Reproduce every line of the material below, requests included. Offset each coordinate value in the answers by adding 28, and leave the requests unchanged.

(Data records)
-----

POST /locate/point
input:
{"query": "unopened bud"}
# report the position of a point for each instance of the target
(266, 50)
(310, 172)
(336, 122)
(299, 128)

-----

§ TASK RESULT:
POST /locate/point
input:
{"query": "unopened bud"}
# report the position of a point for each instance of the target
(294, 78)
(338, 200)
(364, 150)
(327, 156)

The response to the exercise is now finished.